[Saved entries]
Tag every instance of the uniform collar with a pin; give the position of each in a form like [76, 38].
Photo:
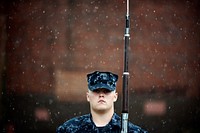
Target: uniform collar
[115, 121]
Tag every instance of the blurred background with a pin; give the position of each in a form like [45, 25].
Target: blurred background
[47, 47]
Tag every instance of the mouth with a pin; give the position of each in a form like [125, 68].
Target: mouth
[101, 101]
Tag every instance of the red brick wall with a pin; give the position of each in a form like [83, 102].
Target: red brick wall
[81, 36]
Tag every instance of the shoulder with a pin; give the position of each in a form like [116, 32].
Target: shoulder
[73, 124]
[135, 129]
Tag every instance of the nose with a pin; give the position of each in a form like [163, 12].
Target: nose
[101, 94]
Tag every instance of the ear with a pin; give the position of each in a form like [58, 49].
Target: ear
[115, 96]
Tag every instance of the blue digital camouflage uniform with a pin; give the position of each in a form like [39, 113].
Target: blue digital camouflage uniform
[84, 124]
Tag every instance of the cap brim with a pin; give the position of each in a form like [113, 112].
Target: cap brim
[100, 86]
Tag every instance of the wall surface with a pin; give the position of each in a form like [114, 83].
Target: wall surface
[48, 47]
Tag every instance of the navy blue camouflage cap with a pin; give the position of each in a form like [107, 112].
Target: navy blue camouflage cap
[106, 80]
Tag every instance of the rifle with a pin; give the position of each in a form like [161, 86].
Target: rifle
[124, 115]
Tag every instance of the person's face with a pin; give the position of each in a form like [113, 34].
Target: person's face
[101, 99]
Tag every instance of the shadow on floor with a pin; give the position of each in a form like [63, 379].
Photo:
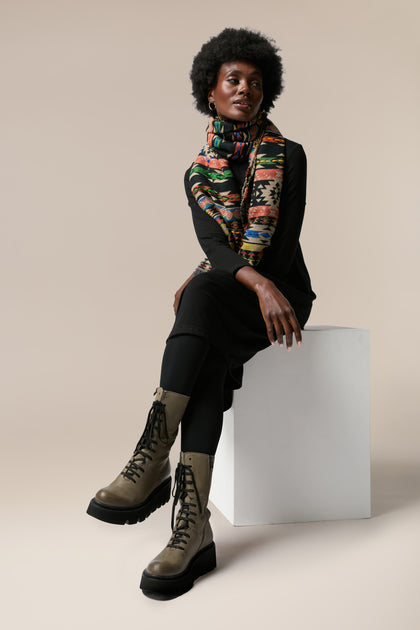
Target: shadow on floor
[395, 486]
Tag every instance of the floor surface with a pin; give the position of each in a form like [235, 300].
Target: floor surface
[62, 569]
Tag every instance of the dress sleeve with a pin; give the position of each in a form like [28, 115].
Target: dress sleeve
[212, 238]
[285, 244]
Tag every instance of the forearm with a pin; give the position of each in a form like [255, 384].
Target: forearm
[250, 278]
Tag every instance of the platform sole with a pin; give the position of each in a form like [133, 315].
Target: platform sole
[176, 585]
[130, 516]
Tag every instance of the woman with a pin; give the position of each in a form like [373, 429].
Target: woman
[246, 190]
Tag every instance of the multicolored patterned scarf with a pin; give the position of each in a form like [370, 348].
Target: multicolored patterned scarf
[248, 217]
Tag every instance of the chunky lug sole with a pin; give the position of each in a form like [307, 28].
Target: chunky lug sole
[176, 585]
[130, 516]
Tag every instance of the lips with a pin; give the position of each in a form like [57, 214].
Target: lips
[243, 104]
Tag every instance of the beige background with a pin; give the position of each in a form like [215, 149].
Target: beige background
[97, 129]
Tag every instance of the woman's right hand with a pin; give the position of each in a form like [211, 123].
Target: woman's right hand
[179, 292]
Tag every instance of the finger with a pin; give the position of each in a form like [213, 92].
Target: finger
[279, 332]
[288, 331]
[270, 331]
[296, 328]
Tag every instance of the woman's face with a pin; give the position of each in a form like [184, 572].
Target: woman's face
[239, 91]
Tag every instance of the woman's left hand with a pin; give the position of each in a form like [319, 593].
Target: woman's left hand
[278, 313]
[179, 292]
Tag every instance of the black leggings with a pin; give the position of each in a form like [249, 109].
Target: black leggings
[191, 366]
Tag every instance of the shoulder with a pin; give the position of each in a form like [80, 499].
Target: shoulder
[187, 183]
[295, 158]
[294, 149]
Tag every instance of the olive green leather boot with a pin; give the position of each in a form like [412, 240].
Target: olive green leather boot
[190, 551]
[145, 483]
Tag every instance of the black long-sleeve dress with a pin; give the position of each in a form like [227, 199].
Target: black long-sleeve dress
[216, 306]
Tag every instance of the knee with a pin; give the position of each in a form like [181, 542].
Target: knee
[209, 283]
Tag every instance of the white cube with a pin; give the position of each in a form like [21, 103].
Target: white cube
[295, 444]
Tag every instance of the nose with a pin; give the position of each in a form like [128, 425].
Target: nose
[244, 88]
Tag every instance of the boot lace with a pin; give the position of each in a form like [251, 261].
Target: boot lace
[156, 427]
[185, 491]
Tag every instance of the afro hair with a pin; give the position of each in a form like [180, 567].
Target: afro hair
[234, 44]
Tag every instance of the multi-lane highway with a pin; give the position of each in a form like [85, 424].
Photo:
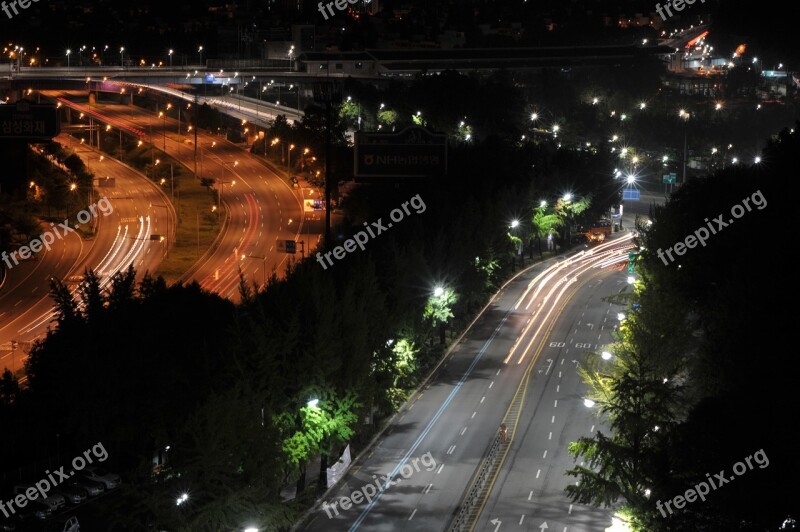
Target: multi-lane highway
[137, 210]
[262, 208]
[532, 327]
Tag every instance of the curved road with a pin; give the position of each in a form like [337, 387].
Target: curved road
[457, 414]
[262, 208]
[123, 238]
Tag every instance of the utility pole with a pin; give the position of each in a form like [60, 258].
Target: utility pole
[327, 93]
[196, 125]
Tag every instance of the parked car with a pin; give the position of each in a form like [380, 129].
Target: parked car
[93, 489]
[35, 511]
[99, 474]
[64, 524]
[53, 500]
[74, 495]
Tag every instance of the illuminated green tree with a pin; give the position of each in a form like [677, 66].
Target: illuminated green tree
[439, 309]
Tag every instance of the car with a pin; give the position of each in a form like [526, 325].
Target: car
[99, 474]
[93, 489]
[35, 511]
[74, 495]
[53, 500]
[64, 524]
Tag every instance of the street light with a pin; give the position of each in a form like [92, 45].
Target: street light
[161, 114]
[685, 115]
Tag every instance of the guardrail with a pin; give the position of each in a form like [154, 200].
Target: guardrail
[473, 492]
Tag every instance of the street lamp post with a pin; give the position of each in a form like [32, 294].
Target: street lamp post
[161, 114]
[685, 116]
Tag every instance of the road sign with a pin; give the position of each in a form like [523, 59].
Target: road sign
[412, 152]
[631, 194]
[287, 246]
[29, 121]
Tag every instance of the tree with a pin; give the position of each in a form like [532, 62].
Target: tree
[439, 309]
[543, 224]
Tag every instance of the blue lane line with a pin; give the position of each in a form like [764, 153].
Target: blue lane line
[432, 422]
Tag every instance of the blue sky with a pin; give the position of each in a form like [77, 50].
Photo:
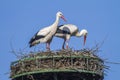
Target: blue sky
[21, 19]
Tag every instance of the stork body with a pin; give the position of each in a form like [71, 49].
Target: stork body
[46, 34]
[66, 31]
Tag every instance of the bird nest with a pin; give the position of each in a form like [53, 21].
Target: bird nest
[63, 62]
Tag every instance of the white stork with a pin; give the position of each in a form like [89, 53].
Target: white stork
[46, 34]
[68, 30]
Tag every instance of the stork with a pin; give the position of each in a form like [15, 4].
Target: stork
[46, 34]
[66, 31]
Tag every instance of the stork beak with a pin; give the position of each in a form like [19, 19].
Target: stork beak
[84, 39]
[63, 18]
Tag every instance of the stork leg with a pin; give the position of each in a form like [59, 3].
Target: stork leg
[67, 44]
[63, 44]
[48, 46]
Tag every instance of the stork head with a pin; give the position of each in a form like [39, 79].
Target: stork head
[60, 15]
[84, 33]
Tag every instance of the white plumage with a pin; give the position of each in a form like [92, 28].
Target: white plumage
[66, 31]
[46, 34]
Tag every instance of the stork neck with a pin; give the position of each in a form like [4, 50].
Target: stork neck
[57, 20]
[79, 34]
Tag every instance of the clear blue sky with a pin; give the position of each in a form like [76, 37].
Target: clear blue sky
[21, 19]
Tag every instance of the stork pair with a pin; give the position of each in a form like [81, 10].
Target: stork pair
[46, 34]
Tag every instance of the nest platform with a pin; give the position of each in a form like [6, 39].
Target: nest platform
[58, 65]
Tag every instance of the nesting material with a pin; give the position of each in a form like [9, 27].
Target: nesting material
[78, 63]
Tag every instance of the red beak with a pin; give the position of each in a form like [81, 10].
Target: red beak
[84, 39]
[63, 18]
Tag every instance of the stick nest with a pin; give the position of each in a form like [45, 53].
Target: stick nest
[83, 61]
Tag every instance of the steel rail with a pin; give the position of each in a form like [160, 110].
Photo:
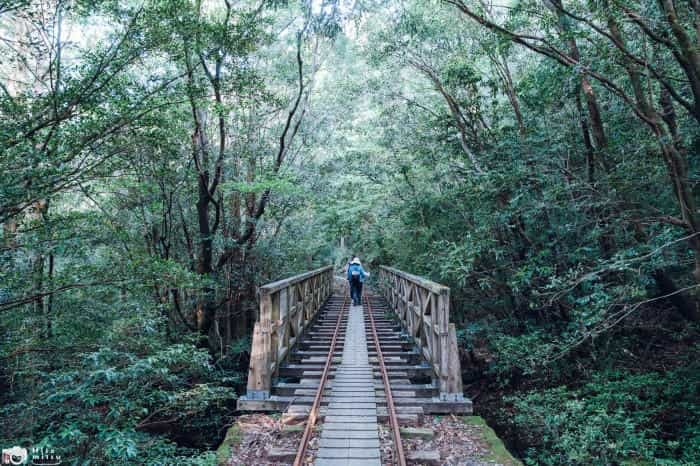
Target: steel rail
[390, 409]
[313, 414]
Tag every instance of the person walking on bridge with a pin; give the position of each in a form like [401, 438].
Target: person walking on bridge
[356, 277]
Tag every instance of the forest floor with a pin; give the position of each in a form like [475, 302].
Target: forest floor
[259, 439]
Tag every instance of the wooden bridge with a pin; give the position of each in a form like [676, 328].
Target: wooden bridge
[393, 359]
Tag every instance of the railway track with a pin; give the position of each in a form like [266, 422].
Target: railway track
[354, 391]
[313, 413]
[391, 410]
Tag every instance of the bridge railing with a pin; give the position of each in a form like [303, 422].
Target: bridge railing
[286, 309]
[423, 307]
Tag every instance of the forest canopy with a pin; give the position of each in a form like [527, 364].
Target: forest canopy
[161, 159]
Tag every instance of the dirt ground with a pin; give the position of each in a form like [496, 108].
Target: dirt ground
[253, 436]
[464, 441]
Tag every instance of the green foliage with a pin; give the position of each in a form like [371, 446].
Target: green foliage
[617, 417]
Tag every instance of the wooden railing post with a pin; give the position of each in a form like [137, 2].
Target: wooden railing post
[423, 307]
[286, 308]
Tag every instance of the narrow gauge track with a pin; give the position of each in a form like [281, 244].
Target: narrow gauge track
[313, 413]
[391, 410]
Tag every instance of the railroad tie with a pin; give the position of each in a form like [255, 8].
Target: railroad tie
[350, 434]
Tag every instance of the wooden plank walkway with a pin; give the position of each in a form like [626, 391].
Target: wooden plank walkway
[350, 434]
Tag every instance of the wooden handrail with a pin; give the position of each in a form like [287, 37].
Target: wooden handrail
[423, 307]
[286, 308]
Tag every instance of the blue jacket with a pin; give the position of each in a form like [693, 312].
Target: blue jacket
[354, 269]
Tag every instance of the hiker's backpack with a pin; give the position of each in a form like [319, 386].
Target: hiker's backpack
[355, 274]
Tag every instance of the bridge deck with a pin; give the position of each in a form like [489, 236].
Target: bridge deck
[350, 434]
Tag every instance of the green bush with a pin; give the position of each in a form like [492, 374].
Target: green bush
[618, 417]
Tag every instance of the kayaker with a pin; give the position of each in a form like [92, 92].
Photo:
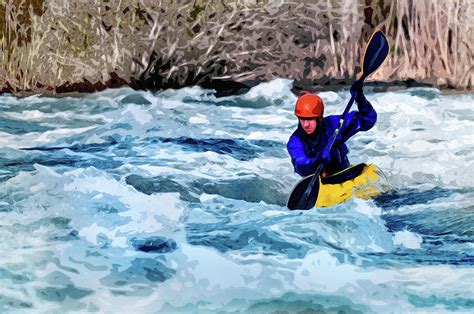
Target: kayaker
[307, 145]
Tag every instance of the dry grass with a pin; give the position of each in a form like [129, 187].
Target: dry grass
[52, 44]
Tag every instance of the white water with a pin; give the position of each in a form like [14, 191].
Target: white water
[84, 183]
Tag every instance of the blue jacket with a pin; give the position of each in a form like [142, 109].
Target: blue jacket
[306, 149]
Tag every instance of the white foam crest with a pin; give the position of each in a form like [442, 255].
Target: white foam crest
[91, 188]
[407, 239]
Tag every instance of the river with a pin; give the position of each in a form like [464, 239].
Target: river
[174, 201]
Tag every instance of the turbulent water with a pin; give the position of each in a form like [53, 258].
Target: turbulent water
[127, 201]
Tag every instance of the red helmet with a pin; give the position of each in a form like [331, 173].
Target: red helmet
[309, 106]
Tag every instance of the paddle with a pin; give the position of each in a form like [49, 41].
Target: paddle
[305, 192]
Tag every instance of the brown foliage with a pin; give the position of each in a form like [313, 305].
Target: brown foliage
[86, 45]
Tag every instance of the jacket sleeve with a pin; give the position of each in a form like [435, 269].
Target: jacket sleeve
[303, 165]
[362, 120]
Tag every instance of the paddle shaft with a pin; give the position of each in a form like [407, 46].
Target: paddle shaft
[375, 53]
[328, 147]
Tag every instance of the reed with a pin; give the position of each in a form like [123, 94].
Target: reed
[65, 45]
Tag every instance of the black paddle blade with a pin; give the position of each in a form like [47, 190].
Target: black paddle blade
[375, 53]
[296, 199]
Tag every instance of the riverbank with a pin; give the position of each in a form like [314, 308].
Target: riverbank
[68, 47]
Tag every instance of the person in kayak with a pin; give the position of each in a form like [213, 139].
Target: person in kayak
[307, 144]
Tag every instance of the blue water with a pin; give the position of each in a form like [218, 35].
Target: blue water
[128, 201]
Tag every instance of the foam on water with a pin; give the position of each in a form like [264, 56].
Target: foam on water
[126, 197]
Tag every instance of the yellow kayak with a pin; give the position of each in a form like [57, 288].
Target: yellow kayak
[363, 181]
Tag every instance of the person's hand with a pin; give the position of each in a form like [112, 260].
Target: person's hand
[325, 156]
[356, 88]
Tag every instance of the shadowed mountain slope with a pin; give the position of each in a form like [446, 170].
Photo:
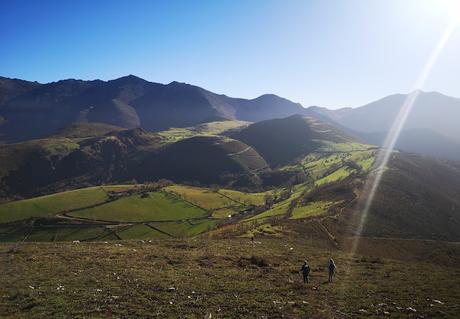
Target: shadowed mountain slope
[431, 127]
[281, 141]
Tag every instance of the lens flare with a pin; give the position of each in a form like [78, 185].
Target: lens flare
[374, 179]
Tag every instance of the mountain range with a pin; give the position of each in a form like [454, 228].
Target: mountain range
[30, 110]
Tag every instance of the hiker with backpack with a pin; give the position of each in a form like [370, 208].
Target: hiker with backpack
[305, 270]
[332, 268]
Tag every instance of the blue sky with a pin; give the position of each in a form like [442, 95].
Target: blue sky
[327, 53]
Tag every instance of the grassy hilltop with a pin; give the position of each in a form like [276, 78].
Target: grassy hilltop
[231, 278]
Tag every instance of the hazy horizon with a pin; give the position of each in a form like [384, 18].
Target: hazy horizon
[325, 53]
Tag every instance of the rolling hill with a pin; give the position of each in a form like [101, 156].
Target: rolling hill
[281, 141]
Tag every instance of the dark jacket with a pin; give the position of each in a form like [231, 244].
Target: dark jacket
[305, 269]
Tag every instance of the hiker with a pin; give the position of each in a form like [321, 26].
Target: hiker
[332, 269]
[305, 270]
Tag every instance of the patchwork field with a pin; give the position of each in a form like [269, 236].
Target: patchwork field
[114, 212]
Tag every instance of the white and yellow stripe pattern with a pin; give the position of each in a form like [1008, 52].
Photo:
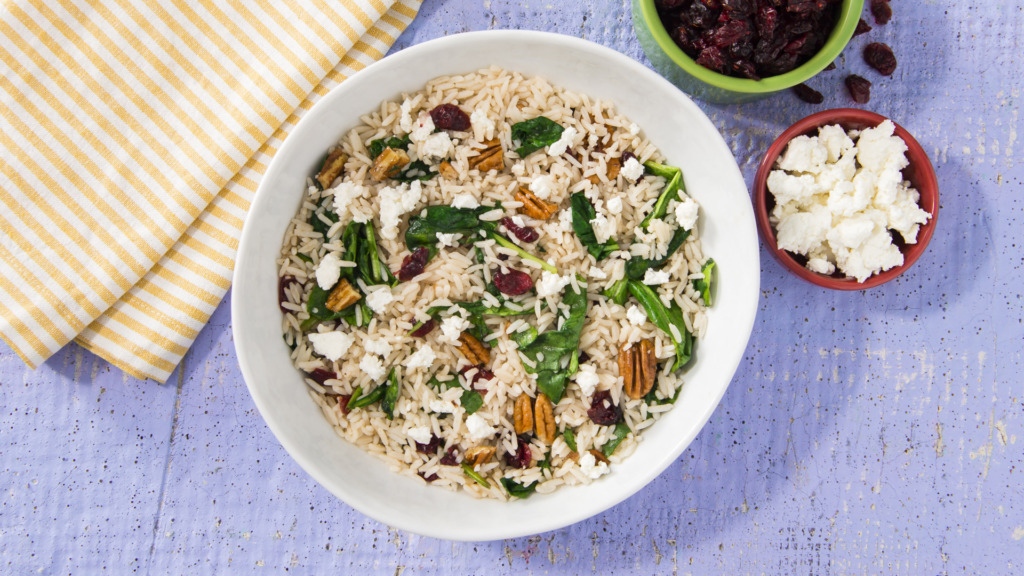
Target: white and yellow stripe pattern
[133, 136]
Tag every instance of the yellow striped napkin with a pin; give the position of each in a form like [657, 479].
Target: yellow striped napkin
[133, 136]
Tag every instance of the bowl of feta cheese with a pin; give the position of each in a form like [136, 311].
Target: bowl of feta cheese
[846, 199]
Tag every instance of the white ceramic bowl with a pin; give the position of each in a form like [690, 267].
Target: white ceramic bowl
[671, 121]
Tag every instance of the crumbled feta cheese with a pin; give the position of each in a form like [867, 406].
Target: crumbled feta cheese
[636, 316]
[563, 142]
[329, 271]
[686, 213]
[420, 435]
[478, 428]
[614, 205]
[331, 345]
[587, 379]
[423, 358]
[591, 467]
[551, 284]
[372, 366]
[453, 327]
[379, 299]
[544, 186]
[465, 200]
[378, 345]
[653, 278]
[632, 169]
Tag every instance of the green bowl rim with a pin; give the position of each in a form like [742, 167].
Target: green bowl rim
[840, 37]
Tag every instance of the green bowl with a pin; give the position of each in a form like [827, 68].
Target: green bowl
[670, 60]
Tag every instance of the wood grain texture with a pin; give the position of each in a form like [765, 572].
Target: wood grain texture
[875, 433]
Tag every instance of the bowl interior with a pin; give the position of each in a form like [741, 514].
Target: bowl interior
[363, 481]
[920, 173]
[845, 26]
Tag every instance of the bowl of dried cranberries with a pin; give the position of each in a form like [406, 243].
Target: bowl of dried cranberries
[739, 50]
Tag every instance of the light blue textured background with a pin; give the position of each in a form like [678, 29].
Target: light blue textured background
[864, 433]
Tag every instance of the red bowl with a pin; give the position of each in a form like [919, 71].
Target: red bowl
[919, 172]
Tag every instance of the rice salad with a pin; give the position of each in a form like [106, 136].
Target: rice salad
[494, 284]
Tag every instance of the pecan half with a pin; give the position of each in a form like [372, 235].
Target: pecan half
[534, 206]
[491, 158]
[544, 419]
[388, 164]
[523, 415]
[342, 296]
[332, 168]
[638, 367]
[448, 170]
[479, 454]
[473, 350]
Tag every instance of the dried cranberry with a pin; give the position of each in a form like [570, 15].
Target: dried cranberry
[523, 233]
[881, 57]
[512, 282]
[602, 410]
[862, 28]
[882, 11]
[284, 283]
[414, 264]
[450, 117]
[808, 94]
[521, 458]
[430, 447]
[860, 88]
[451, 457]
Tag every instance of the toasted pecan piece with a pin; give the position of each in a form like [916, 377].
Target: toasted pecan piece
[342, 296]
[534, 206]
[332, 167]
[473, 350]
[388, 164]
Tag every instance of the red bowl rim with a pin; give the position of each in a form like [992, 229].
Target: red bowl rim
[925, 180]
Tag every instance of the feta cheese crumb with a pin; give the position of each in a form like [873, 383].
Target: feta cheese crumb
[331, 345]
[636, 316]
[329, 271]
[423, 358]
[420, 435]
[379, 299]
[465, 200]
[478, 428]
[551, 284]
[563, 142]
[587, 379]
[591, 467]
[653, 278]
[632, 169]
[372, 366]
[686, 213]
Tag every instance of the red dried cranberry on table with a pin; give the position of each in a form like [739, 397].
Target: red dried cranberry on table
[750, 38]
[859, 87]
[881, 57]
[450, 117]
[414, 264]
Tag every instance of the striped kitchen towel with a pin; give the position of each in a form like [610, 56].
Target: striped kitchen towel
[134, 134]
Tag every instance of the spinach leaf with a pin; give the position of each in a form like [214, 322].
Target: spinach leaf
[518, 490]
[535, 134]
[583, 213]
[665, 317]
[554, 346]
[674, 184]
[622, 430]
[704, 285]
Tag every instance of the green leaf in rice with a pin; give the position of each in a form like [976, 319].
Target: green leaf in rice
[535, 134]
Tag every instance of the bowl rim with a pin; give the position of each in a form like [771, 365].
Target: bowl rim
[250, 347]
[834, 46]
[924, 171]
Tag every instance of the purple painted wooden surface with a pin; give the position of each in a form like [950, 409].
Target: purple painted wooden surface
[869, 433]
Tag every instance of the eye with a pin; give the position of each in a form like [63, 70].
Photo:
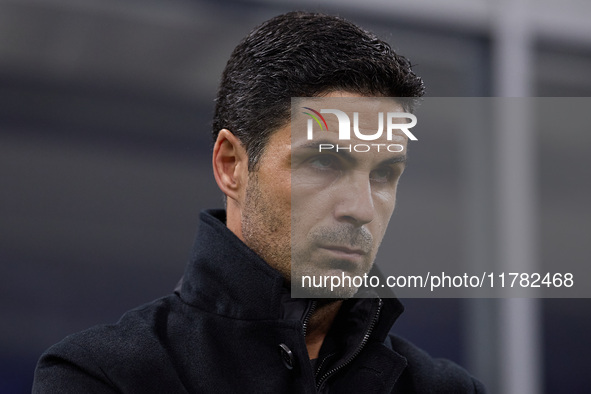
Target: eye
[381, 175]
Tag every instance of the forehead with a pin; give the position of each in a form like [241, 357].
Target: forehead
[358, 127]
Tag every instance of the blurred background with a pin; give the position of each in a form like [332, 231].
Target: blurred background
[105, 115]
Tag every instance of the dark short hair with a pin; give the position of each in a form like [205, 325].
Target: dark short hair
[302, 54]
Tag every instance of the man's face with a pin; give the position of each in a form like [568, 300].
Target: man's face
[322, 213]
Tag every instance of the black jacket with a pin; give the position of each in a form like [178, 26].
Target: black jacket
[232, 328]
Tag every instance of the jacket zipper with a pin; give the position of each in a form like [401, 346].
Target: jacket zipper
[357, 351]
[307, 317]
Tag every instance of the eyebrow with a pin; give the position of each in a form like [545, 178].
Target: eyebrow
[348, 156]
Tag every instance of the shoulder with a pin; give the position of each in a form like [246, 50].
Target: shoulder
[103, 356]
[425, 374]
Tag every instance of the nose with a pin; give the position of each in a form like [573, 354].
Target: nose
[354, 200]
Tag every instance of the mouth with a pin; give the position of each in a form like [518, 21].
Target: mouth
[346, 253]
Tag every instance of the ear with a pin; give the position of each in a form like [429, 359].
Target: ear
[230, 165]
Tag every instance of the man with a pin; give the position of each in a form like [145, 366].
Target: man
[231, 325]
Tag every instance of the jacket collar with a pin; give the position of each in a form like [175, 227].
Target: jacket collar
[227, 278]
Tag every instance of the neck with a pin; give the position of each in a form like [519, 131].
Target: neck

Assignment: In the data above, start at the line holding "Tag every instance of the guardrail" and stop after the line holding "Tag every instance of the white stork"; write out those lines exactly, without pictures.

The completed task:
Tag every instance of the guardrail with a pin; give the position of each in a form like [154, 200].
Target: guardrail
[473, 492]
Tag every instance of the street lamp post with a pin; give the position of each in a form like [32, 294].
Target: street lamp post
[161, 114]
[685, 116]
Tag every instance of the road sign with a pin; give the position of each in a form like [523, 59].
Target: road sign
[412, 152]
[631, 194]
[287, 246]
[29, 121]
Tag every instance of the tree with a pin; give the position of each in a form like [532, 62].
Target: tree
[439, 309]
[543, 224]
Tag every instance of the blue lane line with a pin; give the position of each in a form like [764, 153].
Target: blue lane line
[432, 422]
Tag every instance of the blue sky with a pin; give the position of each in a form like [77, 50].
Photo:
Target: blue sky
[21, 19]
Tag every instance of the stork body with a pin; give the position of each in a form like [71, 49].
Target: stork body
[46, 34]
[66, 31]
Tag every instance of the bird nest with a pin; give the position of each in a form like [53, 21].
Target: bird nest
[63, 62]
Tag every instance of the white stork with a pin; give the position of each in a form like [89, 53].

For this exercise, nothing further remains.